SOURCE DOCUMENT:
=== Section Start ===
Canada: E. coli cases confirmed

Source of Article:

Linda Givetash  Nov 19, 2008

Suspected source of infections is contaminated romaine lettuce; official cause not yet named

The recent Escherichia coli (E. coli) outbreak that has hit Southern Ontario has begun to make its mark on Waterloo region. It has been confirmed that two students at St. Mary’s High School in Kitchener have contracted the bacteria, with a third case being investigated.

Health officials closed the school cafeteria, run by Aramark Canada, on November 7 in an attempt to determine the source of the outbreak. Romaine lettuce has been named as the prime suspect, but this has not been confirmed by the Canada Food Inspection Agency (CFIA).

Kelly Ough, Director of Food Services at WLU and an Aramark employee, assured that the Fresh Food Co. is doing everything possible to ensure the safety of its customers. “We are doing our standard food-safety precautions ... avoiding cross-contamination keeping raw and cooked foods away from each other.”
=== Section End ===
REQUIRED TASKS:
A. Transcribe the E. coli outbreak article from "The recent Escherichia" up to and including "Inspection Agency (CFIA).".
B. List every geographic location named in the E. coli outbreak article, excluding place names that appear only within the name of an organization.

SOURCE MATERIAL:
=== Section Start ===
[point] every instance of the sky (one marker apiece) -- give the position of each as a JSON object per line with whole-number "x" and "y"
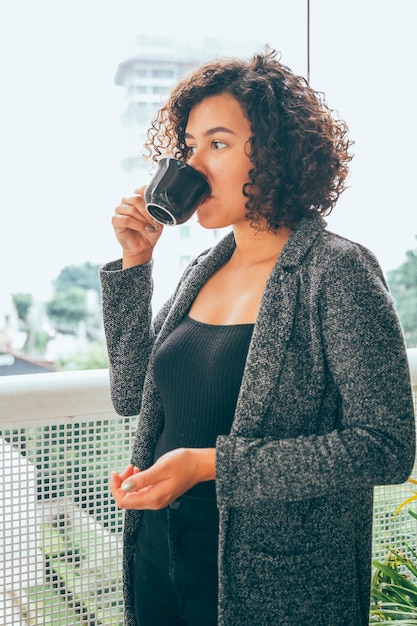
{"x": 61, "y": 137}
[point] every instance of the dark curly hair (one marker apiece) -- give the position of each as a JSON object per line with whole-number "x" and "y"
{"x": 299, "y": 149}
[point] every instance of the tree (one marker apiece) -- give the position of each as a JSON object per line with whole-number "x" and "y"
{"x": 23, "y": 303}
{"x": 68, "y": 307}
{"x": 403, "y": 286}
{"x": 84, "y": 276}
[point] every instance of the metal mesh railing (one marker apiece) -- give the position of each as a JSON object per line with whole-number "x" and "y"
{"x": 60, "y": 532}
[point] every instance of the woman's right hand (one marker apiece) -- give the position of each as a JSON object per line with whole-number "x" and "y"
{"x": 135, "y": 230}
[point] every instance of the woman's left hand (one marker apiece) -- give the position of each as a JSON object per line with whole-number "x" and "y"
{"x": 168, "y": 478}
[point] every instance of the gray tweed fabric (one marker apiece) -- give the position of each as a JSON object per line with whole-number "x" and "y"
{"x": 324, "y": 414}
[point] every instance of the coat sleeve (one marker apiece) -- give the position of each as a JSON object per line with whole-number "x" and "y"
{"x": 129, "y": 330}
{"x": 374, "y": 441}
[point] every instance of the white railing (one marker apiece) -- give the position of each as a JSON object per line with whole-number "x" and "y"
{"x": 60, "y": 533}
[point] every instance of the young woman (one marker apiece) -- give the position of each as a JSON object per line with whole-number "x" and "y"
{"x": 272, "y": 388}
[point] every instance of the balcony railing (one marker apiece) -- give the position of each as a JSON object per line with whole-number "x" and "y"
{"x": 60, "y": 533}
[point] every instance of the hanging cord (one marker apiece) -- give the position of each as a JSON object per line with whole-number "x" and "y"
{"x": 308, "y": 41}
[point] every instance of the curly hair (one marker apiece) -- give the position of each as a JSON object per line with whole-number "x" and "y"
{"x": 298, "y": 148}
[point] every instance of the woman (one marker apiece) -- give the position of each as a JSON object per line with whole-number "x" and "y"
{"x": 273, "y": 386}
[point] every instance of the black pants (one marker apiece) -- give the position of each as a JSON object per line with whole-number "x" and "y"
{"x": 176, "y": 582}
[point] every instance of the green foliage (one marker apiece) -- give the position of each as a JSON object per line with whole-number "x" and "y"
{"x": 23, "y": 303}
{"x": 69, "y": 307}
{"x": 403, "y": 286}
{"x": 85, "y": 276}
{"x": 394, "y": 587}
{"x": 67, "y": 551}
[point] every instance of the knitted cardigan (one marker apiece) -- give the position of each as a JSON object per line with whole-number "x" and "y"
{"x": 323, "y": 415}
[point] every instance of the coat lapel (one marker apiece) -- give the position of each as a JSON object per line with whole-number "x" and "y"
{"x": 273, "y": 329}
{"x": 274, "y": 324}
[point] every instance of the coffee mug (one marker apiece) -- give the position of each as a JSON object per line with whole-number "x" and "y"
{"x": 175, "y": 191}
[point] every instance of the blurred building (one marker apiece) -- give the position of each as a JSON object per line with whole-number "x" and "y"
{"x": 146, "y": 77}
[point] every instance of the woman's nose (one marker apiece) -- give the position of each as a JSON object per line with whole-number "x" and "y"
{"x": 196, "y": 160}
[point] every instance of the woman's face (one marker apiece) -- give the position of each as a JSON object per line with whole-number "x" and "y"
{"x": 217, "y": 135}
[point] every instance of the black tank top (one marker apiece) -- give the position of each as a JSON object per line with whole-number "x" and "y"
{"x": 198, "y": 371}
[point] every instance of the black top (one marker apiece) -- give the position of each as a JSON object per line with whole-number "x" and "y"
{"x": 198, "y": 371}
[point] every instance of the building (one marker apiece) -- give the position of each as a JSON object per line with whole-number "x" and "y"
{"x": 146, "y": 78}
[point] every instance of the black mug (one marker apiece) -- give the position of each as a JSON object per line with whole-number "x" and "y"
{"x": 175, "y": 191}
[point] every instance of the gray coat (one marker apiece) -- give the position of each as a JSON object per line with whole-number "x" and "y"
{"x": 324, "y": 414}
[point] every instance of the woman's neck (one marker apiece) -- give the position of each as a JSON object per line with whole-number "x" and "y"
{"x": 255, "y": 247}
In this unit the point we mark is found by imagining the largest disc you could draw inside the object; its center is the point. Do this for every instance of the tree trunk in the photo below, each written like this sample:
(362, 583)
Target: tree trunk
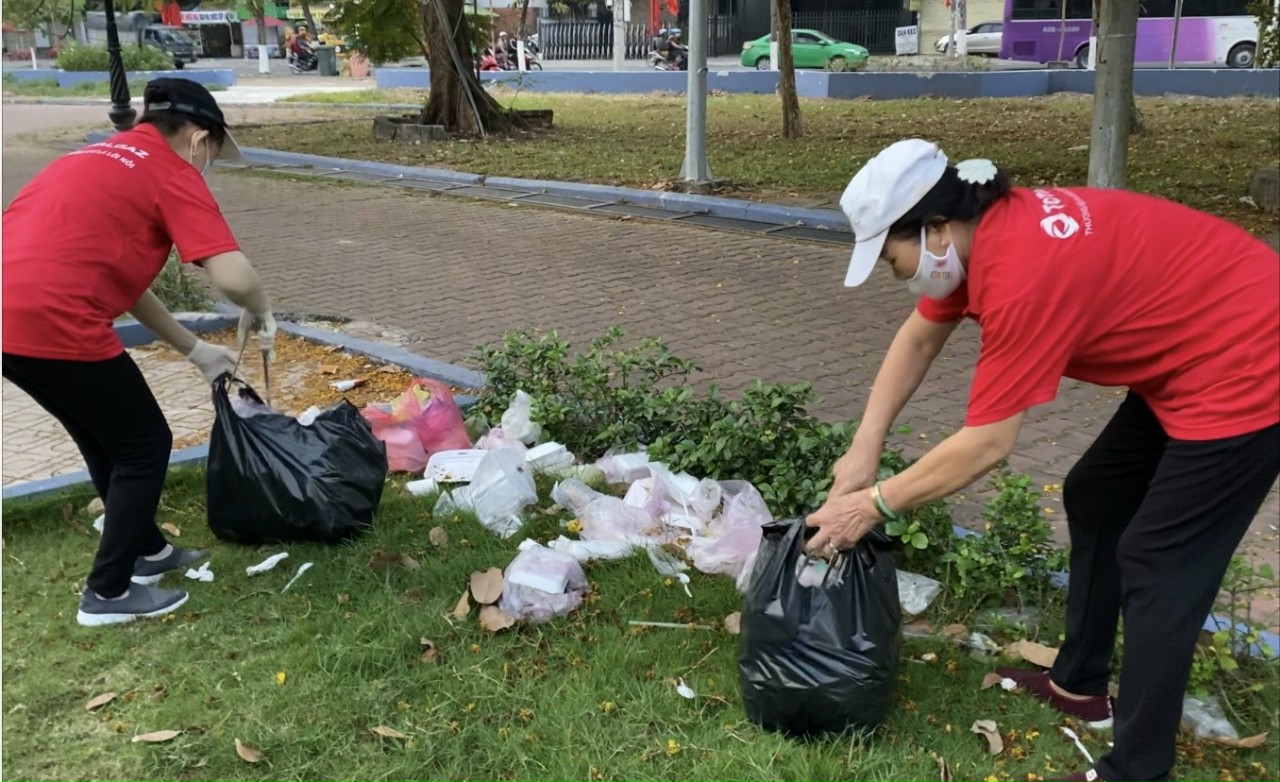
(1112, 94)
(456, 99)
(787, 72)
(311, 19)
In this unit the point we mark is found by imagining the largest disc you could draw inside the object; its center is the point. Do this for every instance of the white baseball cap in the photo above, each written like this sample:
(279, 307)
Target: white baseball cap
(882, 192)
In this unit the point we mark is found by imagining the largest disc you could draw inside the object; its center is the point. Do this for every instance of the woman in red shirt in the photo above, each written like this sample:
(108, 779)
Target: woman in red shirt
(1106, 287)
(82, 243)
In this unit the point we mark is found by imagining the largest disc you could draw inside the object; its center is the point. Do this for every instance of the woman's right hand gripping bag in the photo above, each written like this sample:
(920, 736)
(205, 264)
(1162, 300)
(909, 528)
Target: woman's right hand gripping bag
(821, 658)
(273, 478)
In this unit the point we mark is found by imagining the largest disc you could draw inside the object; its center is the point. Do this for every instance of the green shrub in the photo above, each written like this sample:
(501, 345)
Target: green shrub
(83, 56)
(1014, 557)
(613, 397)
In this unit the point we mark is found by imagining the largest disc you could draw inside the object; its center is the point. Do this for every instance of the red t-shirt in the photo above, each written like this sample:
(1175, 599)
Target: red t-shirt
(86, 238)
(1119, 288)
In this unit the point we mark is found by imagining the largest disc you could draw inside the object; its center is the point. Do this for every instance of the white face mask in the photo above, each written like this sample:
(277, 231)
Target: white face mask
(209, 159)
(937, 277)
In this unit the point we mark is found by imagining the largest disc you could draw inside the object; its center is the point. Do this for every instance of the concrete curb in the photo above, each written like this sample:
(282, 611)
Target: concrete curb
(135, 334)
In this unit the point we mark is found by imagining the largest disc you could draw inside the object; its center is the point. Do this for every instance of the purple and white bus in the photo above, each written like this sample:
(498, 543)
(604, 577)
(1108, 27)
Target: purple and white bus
(1211, 32)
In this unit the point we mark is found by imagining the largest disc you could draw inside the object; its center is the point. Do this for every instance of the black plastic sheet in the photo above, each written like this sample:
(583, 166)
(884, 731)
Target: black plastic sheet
(818, 659)
(272, 479)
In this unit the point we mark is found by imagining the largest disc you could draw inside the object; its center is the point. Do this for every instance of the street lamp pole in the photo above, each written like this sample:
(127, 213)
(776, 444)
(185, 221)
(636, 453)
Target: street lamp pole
(122, 111)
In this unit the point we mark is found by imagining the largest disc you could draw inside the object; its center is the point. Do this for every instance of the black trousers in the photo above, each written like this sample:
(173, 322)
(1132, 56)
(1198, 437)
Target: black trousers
(1153, 525)
(117, 424)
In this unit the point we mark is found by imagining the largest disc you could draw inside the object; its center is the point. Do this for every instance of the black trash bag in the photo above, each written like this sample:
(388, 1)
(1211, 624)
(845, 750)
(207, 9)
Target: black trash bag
(272, 479)
(818, 659)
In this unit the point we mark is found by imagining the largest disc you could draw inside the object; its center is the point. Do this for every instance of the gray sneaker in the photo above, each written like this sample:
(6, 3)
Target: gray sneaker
(150, 572)
(140, 602)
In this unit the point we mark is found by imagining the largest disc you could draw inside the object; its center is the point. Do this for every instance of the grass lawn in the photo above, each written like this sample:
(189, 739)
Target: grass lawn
(1194, 150)
(49, 88)
(305, 676)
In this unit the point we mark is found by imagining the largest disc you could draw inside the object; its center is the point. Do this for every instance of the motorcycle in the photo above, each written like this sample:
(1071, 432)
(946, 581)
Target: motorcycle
(677, 60)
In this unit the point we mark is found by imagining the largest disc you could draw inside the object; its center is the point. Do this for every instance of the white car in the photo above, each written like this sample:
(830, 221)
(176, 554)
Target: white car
(982, 39)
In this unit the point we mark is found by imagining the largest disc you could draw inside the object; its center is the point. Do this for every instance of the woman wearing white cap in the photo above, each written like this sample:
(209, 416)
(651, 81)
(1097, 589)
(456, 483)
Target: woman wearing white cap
(83, 242)
(1106, 287)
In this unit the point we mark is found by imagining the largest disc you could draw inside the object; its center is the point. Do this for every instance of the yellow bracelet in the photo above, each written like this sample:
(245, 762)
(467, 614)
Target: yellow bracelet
(880, 503)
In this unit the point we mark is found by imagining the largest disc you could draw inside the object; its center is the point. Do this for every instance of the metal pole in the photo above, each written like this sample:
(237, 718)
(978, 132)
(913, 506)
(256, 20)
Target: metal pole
(1178, 19)
(122, 113)
(695, 168)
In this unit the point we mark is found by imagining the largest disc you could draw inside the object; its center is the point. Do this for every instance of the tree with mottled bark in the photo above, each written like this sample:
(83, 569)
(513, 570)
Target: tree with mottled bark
(786, 71)
(1112, 94)
(440, 30)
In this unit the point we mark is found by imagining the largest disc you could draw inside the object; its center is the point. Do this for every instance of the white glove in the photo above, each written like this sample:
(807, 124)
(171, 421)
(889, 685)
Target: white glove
=== Section End ===
ANSWERS FOR THE EXERCISE:
A.
The recent Escherichia coli (E. coli) outbreak that has hit Southern Ontario has begun to make its mark on Waterloo region. It has been confirmed that two students at St. Mary’s High School in Kitchener have contracted the bacteria, with a third case being investigated.

Health officials closed the school cafeteria, run by Aramark Canada, on November 7 in an attempt to determine the source of the outbreak. Romaine lettuce has been named as the prime suspect, but this has not been confirmed by the Canada Food Inspection Agency (CFIA).

B.
Canada
Southern Ontario
Waterloo region
Kitchener